Top of SUPPLIED INFORMATION

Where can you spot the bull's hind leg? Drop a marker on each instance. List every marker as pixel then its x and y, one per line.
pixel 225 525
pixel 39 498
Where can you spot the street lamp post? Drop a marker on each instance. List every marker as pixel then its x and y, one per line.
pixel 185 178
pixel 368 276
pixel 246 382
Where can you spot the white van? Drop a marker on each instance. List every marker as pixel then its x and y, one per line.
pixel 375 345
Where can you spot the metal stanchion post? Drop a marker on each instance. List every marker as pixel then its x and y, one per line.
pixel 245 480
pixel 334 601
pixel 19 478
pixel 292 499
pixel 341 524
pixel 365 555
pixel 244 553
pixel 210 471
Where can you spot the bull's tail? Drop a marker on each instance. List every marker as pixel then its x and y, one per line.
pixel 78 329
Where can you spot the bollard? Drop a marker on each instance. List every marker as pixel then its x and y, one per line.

Bottom of SUPPLIED INFORMATION

» EXERCISE INSTRUCTIONS
Nothing in the entries should be left out; please reproduce them all exactly.

» WRITTEN ANSWER
Where can you spot the bull's hind leg? Drop a marker on each instance. List every marker as pixel then its x and y, one per line.
pixel 225 525
pixel 39 498
Where can you spot the street lamp post? Drop a marker on each instance. List every marker as pixel then its x and y, one per line.
pixel 185 178
pixel 368 276
pixel 246 382
Where can you spot the white van? Drop a marker on each instance. List every marker as pixel then its x and y, one per line.
pixel 375 345
Where can you spot the metal stanchion post? Drop a marker on each instance. List every marker as pixel then its x and y, one per line.
pixel 245 480
pixel 334 601
pixel 19 478
pixel 292 499
pixel 341 524
pixel 365 555
pixel 244 553
pixel 210 471
Where can you spot the bull's tail? Drop a marker on each instance. List every marker as pixel then its x and y, one per line.
pixel 78 329
Where can you spot the bollard? Drop a marker on each instance. List every marker as pixel then its x and y, one per line.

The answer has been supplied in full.